▶ **Data supplied**
************

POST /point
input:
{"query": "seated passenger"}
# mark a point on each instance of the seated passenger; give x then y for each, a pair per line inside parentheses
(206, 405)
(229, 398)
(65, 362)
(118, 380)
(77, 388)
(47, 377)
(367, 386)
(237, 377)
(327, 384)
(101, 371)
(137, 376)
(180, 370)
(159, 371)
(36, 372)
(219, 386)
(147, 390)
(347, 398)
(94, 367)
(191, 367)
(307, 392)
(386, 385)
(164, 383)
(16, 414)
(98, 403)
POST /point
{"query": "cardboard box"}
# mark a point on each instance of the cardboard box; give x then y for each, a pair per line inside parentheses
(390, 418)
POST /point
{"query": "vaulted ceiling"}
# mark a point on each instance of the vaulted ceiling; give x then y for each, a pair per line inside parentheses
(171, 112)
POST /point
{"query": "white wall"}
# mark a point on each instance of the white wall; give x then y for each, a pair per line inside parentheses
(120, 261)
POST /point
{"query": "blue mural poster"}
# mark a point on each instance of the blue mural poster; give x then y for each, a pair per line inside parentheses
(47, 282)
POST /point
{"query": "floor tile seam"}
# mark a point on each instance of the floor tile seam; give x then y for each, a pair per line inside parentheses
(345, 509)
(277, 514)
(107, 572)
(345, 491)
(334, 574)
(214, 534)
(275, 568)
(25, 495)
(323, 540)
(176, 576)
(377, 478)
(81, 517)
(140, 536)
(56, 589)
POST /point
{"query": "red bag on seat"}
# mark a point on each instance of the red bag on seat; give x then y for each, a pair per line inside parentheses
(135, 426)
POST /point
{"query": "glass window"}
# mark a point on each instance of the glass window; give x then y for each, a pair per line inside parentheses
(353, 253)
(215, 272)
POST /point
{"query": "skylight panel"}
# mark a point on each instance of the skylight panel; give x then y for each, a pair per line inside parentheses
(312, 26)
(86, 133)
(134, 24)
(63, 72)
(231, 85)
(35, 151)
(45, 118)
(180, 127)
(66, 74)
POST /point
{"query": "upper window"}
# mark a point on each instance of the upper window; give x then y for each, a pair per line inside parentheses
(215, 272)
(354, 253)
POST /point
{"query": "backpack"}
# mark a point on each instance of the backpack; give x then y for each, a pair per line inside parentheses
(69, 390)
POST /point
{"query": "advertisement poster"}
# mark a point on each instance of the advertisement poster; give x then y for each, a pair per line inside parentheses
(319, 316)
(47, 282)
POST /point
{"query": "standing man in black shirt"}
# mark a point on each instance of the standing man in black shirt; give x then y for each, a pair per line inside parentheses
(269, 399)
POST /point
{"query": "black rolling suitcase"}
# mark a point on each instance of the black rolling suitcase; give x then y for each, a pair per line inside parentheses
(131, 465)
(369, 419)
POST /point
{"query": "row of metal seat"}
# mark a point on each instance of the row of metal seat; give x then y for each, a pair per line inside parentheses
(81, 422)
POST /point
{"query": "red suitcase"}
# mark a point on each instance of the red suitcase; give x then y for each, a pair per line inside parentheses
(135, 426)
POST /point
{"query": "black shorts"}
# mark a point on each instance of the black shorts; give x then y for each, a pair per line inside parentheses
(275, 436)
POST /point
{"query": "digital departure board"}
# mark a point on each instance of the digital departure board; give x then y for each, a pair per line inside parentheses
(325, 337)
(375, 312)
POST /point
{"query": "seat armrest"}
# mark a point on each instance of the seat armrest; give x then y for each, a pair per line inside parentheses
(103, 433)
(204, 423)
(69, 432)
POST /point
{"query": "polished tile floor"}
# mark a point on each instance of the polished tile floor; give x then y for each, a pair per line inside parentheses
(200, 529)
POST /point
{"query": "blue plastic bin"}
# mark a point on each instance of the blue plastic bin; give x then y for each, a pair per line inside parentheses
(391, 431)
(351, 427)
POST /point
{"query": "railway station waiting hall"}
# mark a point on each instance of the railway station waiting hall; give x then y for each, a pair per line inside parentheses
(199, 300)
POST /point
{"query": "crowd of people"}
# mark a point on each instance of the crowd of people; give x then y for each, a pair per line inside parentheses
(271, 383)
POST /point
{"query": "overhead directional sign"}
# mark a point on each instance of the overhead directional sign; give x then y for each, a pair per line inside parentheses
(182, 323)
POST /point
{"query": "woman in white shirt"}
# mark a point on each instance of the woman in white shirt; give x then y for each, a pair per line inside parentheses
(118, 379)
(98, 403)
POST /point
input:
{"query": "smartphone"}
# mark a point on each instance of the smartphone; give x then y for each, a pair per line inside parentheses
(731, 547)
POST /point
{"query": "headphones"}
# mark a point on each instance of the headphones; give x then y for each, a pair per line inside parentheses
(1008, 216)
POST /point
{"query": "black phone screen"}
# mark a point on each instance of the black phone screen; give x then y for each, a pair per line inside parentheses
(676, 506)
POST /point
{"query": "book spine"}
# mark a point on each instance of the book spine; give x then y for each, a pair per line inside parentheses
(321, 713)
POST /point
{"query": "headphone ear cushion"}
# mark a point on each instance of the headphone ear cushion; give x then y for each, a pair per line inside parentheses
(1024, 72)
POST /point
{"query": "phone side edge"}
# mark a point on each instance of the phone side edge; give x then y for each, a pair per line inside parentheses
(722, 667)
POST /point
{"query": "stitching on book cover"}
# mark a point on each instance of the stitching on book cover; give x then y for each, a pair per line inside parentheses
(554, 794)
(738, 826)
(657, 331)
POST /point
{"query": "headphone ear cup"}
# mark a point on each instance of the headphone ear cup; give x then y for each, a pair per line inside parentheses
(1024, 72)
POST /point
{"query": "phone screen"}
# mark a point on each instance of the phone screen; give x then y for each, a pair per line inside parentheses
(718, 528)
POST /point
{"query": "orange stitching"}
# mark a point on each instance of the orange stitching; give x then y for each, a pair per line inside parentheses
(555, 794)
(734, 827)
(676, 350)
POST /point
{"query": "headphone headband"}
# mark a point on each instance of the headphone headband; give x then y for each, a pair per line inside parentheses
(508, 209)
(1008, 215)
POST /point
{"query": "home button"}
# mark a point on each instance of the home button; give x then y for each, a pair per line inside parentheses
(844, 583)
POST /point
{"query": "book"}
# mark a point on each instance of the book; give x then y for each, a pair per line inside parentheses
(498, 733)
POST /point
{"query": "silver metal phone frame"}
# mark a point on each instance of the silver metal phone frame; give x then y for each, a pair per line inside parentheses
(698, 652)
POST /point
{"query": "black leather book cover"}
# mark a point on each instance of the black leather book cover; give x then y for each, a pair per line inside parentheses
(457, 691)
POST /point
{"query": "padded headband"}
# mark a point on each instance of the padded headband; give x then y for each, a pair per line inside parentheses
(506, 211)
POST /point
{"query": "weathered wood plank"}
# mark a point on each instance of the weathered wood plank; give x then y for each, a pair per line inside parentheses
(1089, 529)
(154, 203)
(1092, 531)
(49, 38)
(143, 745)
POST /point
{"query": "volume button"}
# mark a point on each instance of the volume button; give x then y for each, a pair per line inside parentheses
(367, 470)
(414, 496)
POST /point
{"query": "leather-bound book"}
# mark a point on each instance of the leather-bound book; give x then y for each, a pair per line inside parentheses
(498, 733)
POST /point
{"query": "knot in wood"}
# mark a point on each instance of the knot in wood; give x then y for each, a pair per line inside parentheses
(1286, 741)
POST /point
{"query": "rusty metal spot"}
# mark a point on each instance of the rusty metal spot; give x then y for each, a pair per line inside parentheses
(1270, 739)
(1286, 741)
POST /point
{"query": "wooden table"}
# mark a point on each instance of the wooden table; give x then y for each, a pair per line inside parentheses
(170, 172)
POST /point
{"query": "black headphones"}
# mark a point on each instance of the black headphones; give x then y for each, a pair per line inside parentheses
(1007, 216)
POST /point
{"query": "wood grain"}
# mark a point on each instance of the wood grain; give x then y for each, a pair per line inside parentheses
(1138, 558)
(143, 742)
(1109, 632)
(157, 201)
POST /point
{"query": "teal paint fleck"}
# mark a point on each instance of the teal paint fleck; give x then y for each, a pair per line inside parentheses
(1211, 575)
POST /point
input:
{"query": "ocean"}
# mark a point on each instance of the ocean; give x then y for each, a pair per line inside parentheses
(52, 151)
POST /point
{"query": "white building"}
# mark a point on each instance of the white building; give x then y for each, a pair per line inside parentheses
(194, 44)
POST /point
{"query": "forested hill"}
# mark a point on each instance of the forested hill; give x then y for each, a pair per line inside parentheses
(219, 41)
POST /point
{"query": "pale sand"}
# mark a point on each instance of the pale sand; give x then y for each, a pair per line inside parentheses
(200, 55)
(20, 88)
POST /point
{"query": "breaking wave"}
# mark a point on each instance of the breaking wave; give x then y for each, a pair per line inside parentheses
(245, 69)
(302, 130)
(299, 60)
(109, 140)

************

▶ **Exercise aim**
Leave out every line ahead of the one containing "# mark a point on each instance of the forested" and print the rest of the listing exactly.

▶ **Exercise output**
# mark a point on each instance of the forested hill; give x then y for each, a pair per line inside parentheses
(219, 41)
POST /point
{"query": "pale sand"}
# mark a point on each instance of the pale sand; give x then y for each, a pair per line inside parentheses
(200, 55)
(20, 88)
POST /point
{"query": "breaking wave"}
# mark a point on each instance of the breaking wave; give x then y for each, a pair per line inside parentheses
(245, 69)
(302, 130)
(299, 60)
(109, 140)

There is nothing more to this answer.